**Work item**
Transcribe all of the data, leaving nothing out and changing nothing.

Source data
= Beginning of Section =

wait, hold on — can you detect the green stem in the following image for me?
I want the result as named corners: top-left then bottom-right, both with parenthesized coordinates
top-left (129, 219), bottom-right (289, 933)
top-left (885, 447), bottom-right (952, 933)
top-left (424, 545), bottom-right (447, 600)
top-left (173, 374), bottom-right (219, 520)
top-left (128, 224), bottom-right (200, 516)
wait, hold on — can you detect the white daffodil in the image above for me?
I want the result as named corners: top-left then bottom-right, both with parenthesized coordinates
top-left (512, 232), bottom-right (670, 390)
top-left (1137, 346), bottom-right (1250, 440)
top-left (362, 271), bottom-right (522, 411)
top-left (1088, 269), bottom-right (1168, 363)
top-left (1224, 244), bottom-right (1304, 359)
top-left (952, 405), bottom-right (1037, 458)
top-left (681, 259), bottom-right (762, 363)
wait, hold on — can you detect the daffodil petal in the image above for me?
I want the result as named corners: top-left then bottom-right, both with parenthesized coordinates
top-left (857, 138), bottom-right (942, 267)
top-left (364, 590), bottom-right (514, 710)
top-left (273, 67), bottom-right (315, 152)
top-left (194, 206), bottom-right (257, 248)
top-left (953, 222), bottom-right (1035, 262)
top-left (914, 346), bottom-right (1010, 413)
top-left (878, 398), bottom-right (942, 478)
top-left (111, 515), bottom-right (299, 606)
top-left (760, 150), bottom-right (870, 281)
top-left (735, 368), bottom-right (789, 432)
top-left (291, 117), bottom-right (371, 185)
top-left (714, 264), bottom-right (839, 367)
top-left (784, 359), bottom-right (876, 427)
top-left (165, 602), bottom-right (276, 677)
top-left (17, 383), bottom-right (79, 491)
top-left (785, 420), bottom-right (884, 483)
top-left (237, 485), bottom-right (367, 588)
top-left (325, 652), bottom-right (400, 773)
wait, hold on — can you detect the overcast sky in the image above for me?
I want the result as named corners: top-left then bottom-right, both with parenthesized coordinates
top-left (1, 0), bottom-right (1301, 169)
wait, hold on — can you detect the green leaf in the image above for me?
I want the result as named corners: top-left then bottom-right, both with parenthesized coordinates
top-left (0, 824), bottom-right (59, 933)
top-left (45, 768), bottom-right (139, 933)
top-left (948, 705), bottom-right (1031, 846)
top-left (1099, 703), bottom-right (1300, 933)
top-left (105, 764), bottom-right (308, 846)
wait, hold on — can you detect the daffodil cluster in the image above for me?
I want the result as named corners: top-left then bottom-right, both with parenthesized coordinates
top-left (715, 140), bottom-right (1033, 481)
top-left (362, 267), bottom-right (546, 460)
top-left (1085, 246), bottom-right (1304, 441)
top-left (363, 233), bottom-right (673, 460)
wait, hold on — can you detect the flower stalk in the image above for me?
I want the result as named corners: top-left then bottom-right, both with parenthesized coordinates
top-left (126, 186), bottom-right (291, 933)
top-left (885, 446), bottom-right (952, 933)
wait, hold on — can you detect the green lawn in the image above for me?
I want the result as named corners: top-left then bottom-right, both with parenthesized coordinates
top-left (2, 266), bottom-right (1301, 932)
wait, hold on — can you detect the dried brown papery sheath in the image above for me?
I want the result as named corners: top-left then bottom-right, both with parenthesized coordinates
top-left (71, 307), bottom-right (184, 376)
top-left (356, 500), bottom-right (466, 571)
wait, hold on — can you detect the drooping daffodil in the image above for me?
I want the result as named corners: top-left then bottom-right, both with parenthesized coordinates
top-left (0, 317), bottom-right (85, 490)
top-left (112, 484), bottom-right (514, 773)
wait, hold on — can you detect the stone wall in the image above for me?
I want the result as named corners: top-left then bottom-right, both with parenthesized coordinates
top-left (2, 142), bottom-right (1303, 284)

= End of Section =

**Written answer**
wait, hold on — can you detect the green stem in the following image for me?
I want the result as named corners: top-left then bottom-right, both with parenthesized coordinates
top-left (129, 219), bottom-right (289, 933)
top-left (885, 447), bottom-right (952, 933)
top-left (424, 545), bottom-right (447, 600)
top-left (173, 374), bottom-right (219, 520)
top-left (128, 224), bottom-right (200, 516)
wait, hold on — can you detect the white daffodil in the image above for me?
I want the result as named corners: top-left then bottom-right, both with parenthesized coordinates
top-left (512, 232), bottom-right (670, 390)
top-left (1137, 346), bottom-right (1250, 440)
top-left (362, 271), bottom-right (522, 411)
top-left (1088, 269), bottom-right (1168, 363)
top-left (1224, 244), bottom-right (1304, 359)
top-left (952, 405), bottom-right (1037, 458)
top-left (681, 259), bottom-right (762, 363)
wait, hold on — can you detect the daffodil petal in the image above for me?
I want the result as named corners: top-left then bottom-right, both with parenthesized coordinates
top-left (857, 138), bottom-right (942, 267)
top-left (364, 590), bottom-right (514, 710)
top-left (273, 67), bottom-right (315, 152)
top-left (194, 206), bottom-right (257, 248)
top-left (953, 222), bottom-right (1035, 262)
top-left (914, 346), bottom-right (1010, 413)
top-left (878, 398), bottom-right (942, 478)
top-left (111, 515), bottom-right (299, 606)
top-left (760, 150), bottom-right (870, 281)
top-left (735, 368), bottom-right (789, 432)
top-left (291, 117), bottom-right (371, 185)
top-left (714, 264), bottom-right (839, 367)
top-left (784, 359), bottom-right (876, 427)
top-left (165, 602), bottom-right (276, 677)
top-left (17, 383), bottom-right (79, 491)
top-left (785, 420), bottom-right (884, 483)
top-left (237, 485), bottom-right (367, 588)
top-left (325, 652), bottom-right (400, 773)
wait, hold on — can you detect the overcast sky in the image above for me?
I want the result as named corners: top-left then bottom-right, both with parenthesized coordinates
top-left (1, 0), bottom-right (1301, 169)
wait, hold on — can you detect the green leaf in the image above for me?
I want the result as named corners: top-left then bottom-right, both with parenthesized coordinates
top-left (0, 824), bottom-right (59, 933)
top-left (45, 768), bottom-right (139, 933)
top-left (948, 705), bottom-right (1031, 846)
top-left (1099, 703), bottom-right (1300, 933)
top-left (105, 764), bottom-right (308, 846)
wait, hold on — can you detect the daffodil cluster in the image above for me?
I want the result as named corners: top-left then bottom-right, both with parenthesized coordinates
top-left (715, 140), bottom-right (1033, 481)
top-left (362, 267), bottom-right (546, 460)
top-left (1085, 246), bottom-right (1304, 441)
top-left (363, 233), bottom-right (673, 460)
wait, hold on — can you detect the flower stalk in the image above for me?
I want the result as named corners: top-left then bottom-right, both with parenthesized coordinates
top-left (126, 186), bottom-right (291, 933)
top-left (885, 446), bottom-right (952, 933)
wait, hold on — can you detect the green lawn in the image above for me?
I want the result as named corners: top-left then bottom-right, both with parenthesized coordinates
top-left (2, 266), bottom-right (1301, 932)
wait, hold on — can you detect the dried brown papery sheath in the image above for me?
I want the result as named corners: top-left then bottom-right, both with parenthesized coordinates
top-left (71, 307), bottom-right (184, 376)
top-left (356, 500), bottom-right (466, 571)
wait, hold on — can you detect the drooping daffodil in the image above for me?
I want the result as named corners: top-left then bottom-right, both with parenthesized coordinates
top-left (0, 317), bottom-right (85, 490)
top-left (112, 484), bottom-right (514, 773)
wait, hold on — can you detect the stone wall in the image above for me?
I want the result as named corners: top-left then bottom-right, both with parenthesized coordinates
top-left (2, 142), bottom-right (1303, 284)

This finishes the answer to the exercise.